-- INSTRUCTION --
Arrange every line of the records below as a numbered list, skipping blank lines. Leave the pictures out.

-- DATA SUPPLIED --
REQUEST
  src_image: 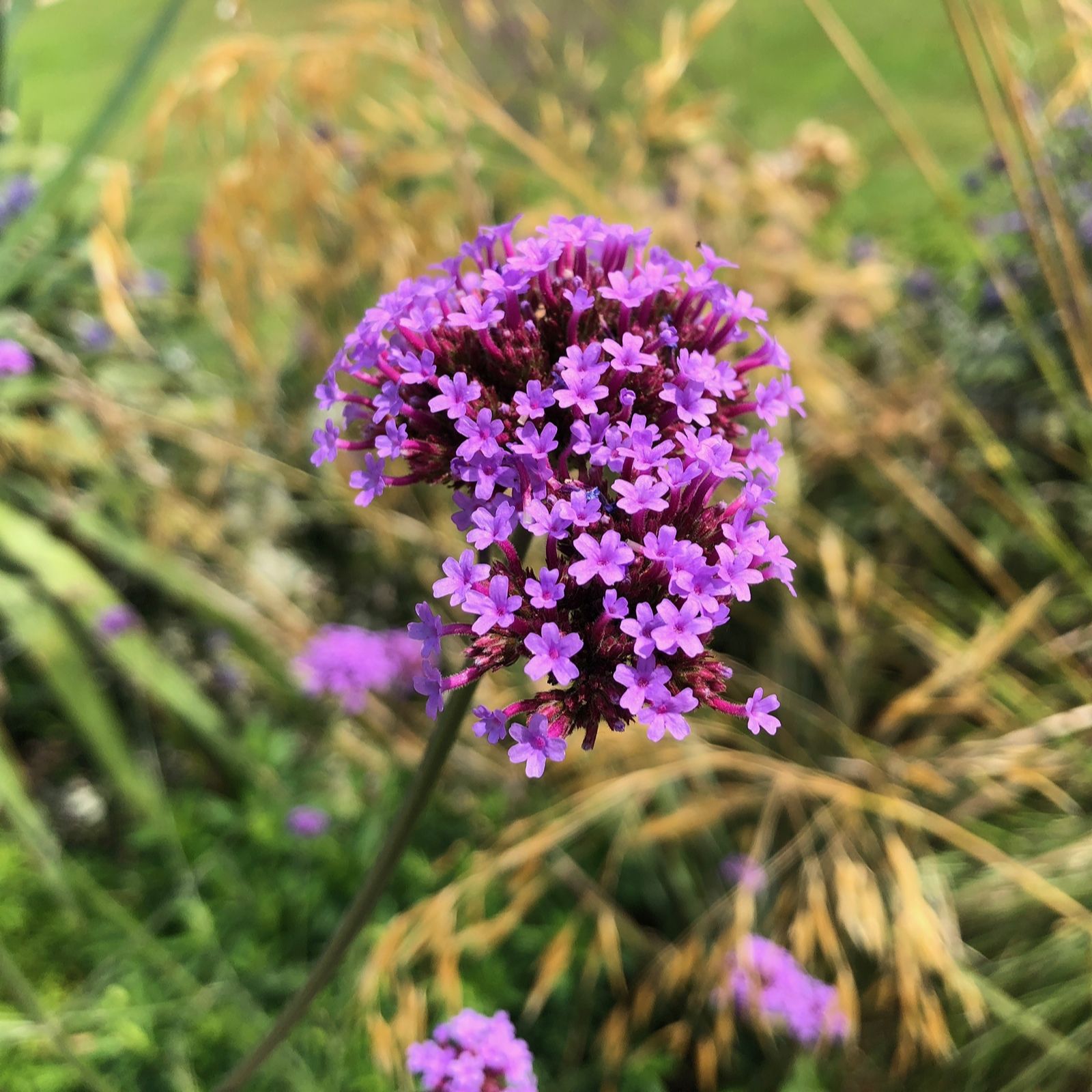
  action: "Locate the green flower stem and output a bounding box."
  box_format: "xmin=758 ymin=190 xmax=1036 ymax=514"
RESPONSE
xmin=215 ymin=528 xmax=531 ymax=1092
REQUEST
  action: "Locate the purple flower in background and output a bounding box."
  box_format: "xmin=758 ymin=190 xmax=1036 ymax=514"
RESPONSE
xmin=95 ymin=603 xmax=140 ymax=641
xmin=408 ymin=603 xmax=444 ymax=659
xmin=413 ymin=664 xmax=444 ymax=721
xmin=285 ymin=804 xmax=330 ymax=837
xmin=0 ymin=175 xmax=38 ymax=231
xmin=72 ymin=315 xmax=113 ymax=353
xmin=508 ymin=713 xmax=566 ymax=777
xmin=721 ymin=853 xmax=766 ymax=893
xmin=293 ymin=626 xmax=420 ymax=713
xmin=126 ymin=269 xmax=169 ymax=299
xmin=714 ymin=934 xmax=850 ymax=1046
xmin=0 ymin=337 xmax=34 ymax=378
xmin=406 ymin=1009 xmax=538 ymax=1092
xmin=317 ymin=216 xmax=804 ymax=772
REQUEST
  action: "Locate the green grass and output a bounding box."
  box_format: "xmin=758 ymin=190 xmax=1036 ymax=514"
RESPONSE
xmin=13 ymin=0 xmax=1022 ymax=262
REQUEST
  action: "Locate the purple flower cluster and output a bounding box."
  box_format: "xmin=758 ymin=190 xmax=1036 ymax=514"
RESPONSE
xmin=0 ymin=337 xmax=34 ymax=378
xmin=0 ymin=175 xmax=38 ymax=231
xmin=295 ymin=626 xmax=420 ymax=713
xmin=719 ymin=934 xmax=850 ymax=1046
xmin=406 ymin=1009 xmax=538 ymax=1092
xmin=313 ymin=216 xmax=804 ymax=777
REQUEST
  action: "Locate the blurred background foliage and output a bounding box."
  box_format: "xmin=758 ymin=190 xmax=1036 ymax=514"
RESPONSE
xmin=0 ymin=0 xmax=1092 ymax=1092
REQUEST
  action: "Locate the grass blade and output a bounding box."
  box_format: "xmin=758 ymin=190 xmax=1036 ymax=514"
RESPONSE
xmin=0 ymin=504 xmax=249 ymax=784
xmin=0 ymin=572 xmax=165 ymax=827
xmin=0 ymin=0 xmax=187 ymax=299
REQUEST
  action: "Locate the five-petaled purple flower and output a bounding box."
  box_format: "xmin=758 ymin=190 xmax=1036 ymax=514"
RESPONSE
xmin=0 ymin=337 xmax=34 ymax=378
xmin=523 ymin=621 xmax=584 ymax=686
xmin=508 ymin=713 xmax=566 ymax=777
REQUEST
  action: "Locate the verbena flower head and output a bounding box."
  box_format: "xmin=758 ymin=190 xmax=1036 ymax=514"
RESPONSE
xmin=715 ymin=934 xmax=850 ymax=1046
xmin=0 ymin=337 xmax=34 ymax=378
xmin=95 ymin=603 xmax=140 ymax=641
xmin=295 ymin=626 xmax=420 ymax=713
xmin=315 ymin=216 xmax=804 ymax=775
xmin=406 ymin=1009 xmax=538 ymax=1092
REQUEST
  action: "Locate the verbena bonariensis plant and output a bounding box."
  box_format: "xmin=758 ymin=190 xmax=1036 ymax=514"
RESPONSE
xmin=313 ymin=216 xmax=804 ymax=777
xmin=220 ymin=216 xmax=804 ymax=1092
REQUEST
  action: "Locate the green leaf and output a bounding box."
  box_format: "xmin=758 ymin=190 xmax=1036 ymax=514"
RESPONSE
xmin=0 ymin=0 xmax=187 ymax=299
xmin=57 ymin=510 xmax=293 ymax=689
xmin=0 ymin=504 xmax=249 ymax=783
xmin=0 ymin=724 xmax=72 ymax=903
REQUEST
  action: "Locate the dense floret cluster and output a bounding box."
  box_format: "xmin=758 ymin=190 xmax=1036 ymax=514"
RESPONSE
xmin=406 ymin=1009 xmax=538 ymax=1092
xmin=313 ymin=216 xmax=804 ymax=777
xmin=295 ymin=626 xmax=420 ymax=713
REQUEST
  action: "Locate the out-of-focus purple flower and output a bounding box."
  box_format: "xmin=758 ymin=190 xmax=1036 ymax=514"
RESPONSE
xmin=95 ymin=603 xmax=140 ymax=641
xmin=293 ymin=626 xmax=420 ymax=713
xmin=126 ymin=269 xmax=171 ymax=299
xmin=72 ymin=313 xmax=113 ymax=353
xmin=721 ymin=853 xmax=766 ymax=893
xmin=744 ymin=687 xmax=781 ymax=736
xmin=902 ymin=265 xmax=937 ymax=302
xmin=714 ymin=934 xmax=850 ymax=1046
xmin=317 ymin=216 xmax=804 ymax=772
xmin=0 ymin=337 xmax=34 ymax=378
xmin=285 ymin=804 xmax=330 ymax=837
xmin=406 ymin=1009 xmax=538 ymax=1092
xmin=0 ymin=175 xmax=38 ymax=231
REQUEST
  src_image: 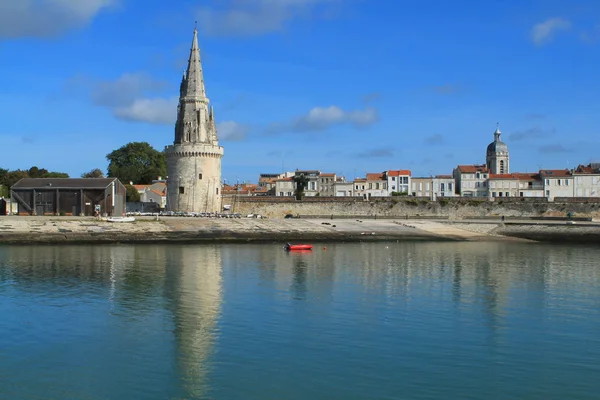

-- SOLUTION TO THIS PROBLEM --
1. REQUEST
2.   src_image: 
3.   action: "Locate the green flower stem and output a bounding box."
4.   box_format: "xmin=758 ymin=190 xmax=1036 ymax=514"
5. RESPONSE
6. xmin=215 ymin=528 xmax=531 ymax=1092
7. REQUEST
8.   action: "Locate the purple flower in background and output a bounding box."
9.   box_format: "xmin=758 ymin=190 xmax=1036 ymax=514"
10. RESPONSE
11. xmin=95 ymin=603 xmax=140 ymax=641
12. xmin=408 ymin=603 xmax=444 ymax=659
13. xmin=413 ymin=664 xmax=444 ymax=721
14. xmin=285 ymin=804 xmax=330 ymax=837
15. xmin=0 ymin=175 xmax=38 ymax=231
16. xmin=72 ymin=315 xmax=113 ymax=353
17. xmin=508 ymin=713 xmax=566 ymax=777
18. xmin=721 ymin=853 xmax=766 ymax=893
19. xmin=293 ymin=626 xmax=420 ymax=713
20. xmin=126 ymin=269 xmax=169 ymax=299
21. xmin=714 ymin=934 xmax=850 ymax=1046
22. xmin=0 ymin=337 xmax=34 ymax=378
23. xmin=406 ymin=1009 xmax=538 ymax=1092
24. xmin=317 ymin=216 xmax=804 ymax=772
25. REQUEST
26.   action: "Locate the green grass and output a bounding box."
27.   box_format: "xmin=758 ymin=190 xmax=1036 ymax=514"
28. RESPONSE
29. xmin=13 ymin=0 xmax=1022 ymax=262
30. REQUEST
31.   action: "Locate the purple flower cluster and output a bounding box."
32.   box_format: "xmin=758 ymin=190 xmax=1036 ymax=514"
33. RESPONSE
34. xmin=0 ymin=337 xmax=34 ymax=378
35. xmin=0 ymin=175 xmax=38 ymax=231
36. xmin=295 ymin=626 xmax=420 ymax=713
37. xmin=719 ymin=934 xmax=850 ymax=1046
38. xmin=406 ymin=1009 xmax=538 ymax=1092
39. xmin=313 ymin=216 xmax=804 ymax=777
40. REQUEST
41.   action: "Locate the blurred background foliage and output a bounding box."
42.   box_format: "xmin=758 ymin=190 xmax=1036 ymax=514"
43. RESPONSE
44. xmin=0 ymin=0 xmax=1092 ymax=1092
45. REQUEST
46.   action: "Locate the grass blade and output a bounding box."
47.   box_format: "xmin=758 ymin=190 xmax=1036 ymax=514"
48. RESPONSE
49. xmin=0 ymin=504 xmax=249 ymax=784
50. xmin=0 ymin=572 xmax=165 ymax=827
51. xmin=0 ymin=0 xmax=187 ymax=299
52. REQUEST
53.   action: "Locate the five-petaled purple flower and output a bounding box."
54.   box_format: "xmin=758 ymin=190 xmax=1036 ymax=514"
55. RESPONSE
56. xmin=0 ymin=337 xmax=34 ymax=378
57. xmin=523 ymin=621 xmax=584 ymax=686
58. xmin=508 ymin=713 xmax=566 ymax=777
59. REQUEST
60.   action: "Locate the verbena flower head and output a bounding box."
61.   box_format: "xmin=758 ymin=190 xmax=1036 ymax=514"
62. RESPONSE
63. xmin=715 ymin=934 xmax=850 ymax=1046
64. xmin=0 ymin=337 xmax=34 ymax=378
65. xmin=95 ymin=603 xmax=140 ymax=641
66. xmin=295 ymin=626 xmax=420 ymax=713
67. xmin=315 ymin=216 xmax=804 ymax=775
68. xmin=406 ymin=1009 xmax=538 ymax=1092
69. REQUEST
70.   action: "Locate the verbena bonariensis plant and output a bounding box."
71.   box_format: "xmin=758 ymin=190 xmax=1036 ymax=514"
72. RESPONSE
73. xmin=313 ymin=216 xmax=804 ymax=777
74. xmin=220 ymin=216 xmax=804 ymax=1092
75. REQUEST
76.   action: "Locate the green leaf and output a bounding box."
77.   box_format: "xmin=758 ymin=190 xmax=1036 ymax=514"
78. RESPONSE
79. xmin=0 ymin=0 xmax=187 ymax=299
80. xmin=57 ymin=510 xmax=293 ymax=689
81. xmin=0 ymin=504 xmax=249 ymax=783
82. xmin=0 ymin=724 xmax=72 ymax=903
83. REQUEST
84.   action: "Locate the dense floret cluster and output a bounding box."
85.   box_format: "xmin=758 ymin=190 xmax=1036 ymax=514"
86. RESPONSE
87. xmin=406 ymin=1009 xmax=538 ymax=1092
88. xmin=313 ymin=216 xmax=804 ymax=777
89. xmin=295 ymin=626 xmax=420 ymax=713
90. REQUEST
91.   action: "Locate the out-of-focus purple flower and output a bounding box."
92.   box_format: "xmin=758 ymin=190 xmax=1036 ymax=514"
93. RESPONSE
94. xmin=95 ymin=603 xmax=140 ymax=641
95. xmin=293 ymin=626 xmax=420 ymax=713
96. xmin=126 ymin=269 xmax=171 ymax=299
97. xmin=72 ymin=313 xmax=113 ymax=353
98. xmin=721 ymin=853 xmax=766 ymax=893
99. xmin=744 ymin=687 xmax=781 ymax=736
100. xmin=902 ymin=265 xmax=937 ymax=302
101. xmin=714 ymin=934 xmax=850 ymax=1046
102. xmin=317 ymin=216 xmax=804 ymax=772
103. xmin=0 ymin=337 xmax=34 ymax=378
104. xmin=285 ymin=804 xmax=330 ymax=837
105. xmin=406 ymin=1009 xmax=538 ymax=1092
106. xmin=0 ymin=175 xmax=38 ymax=231
107. REQUEST
108.   src_image: 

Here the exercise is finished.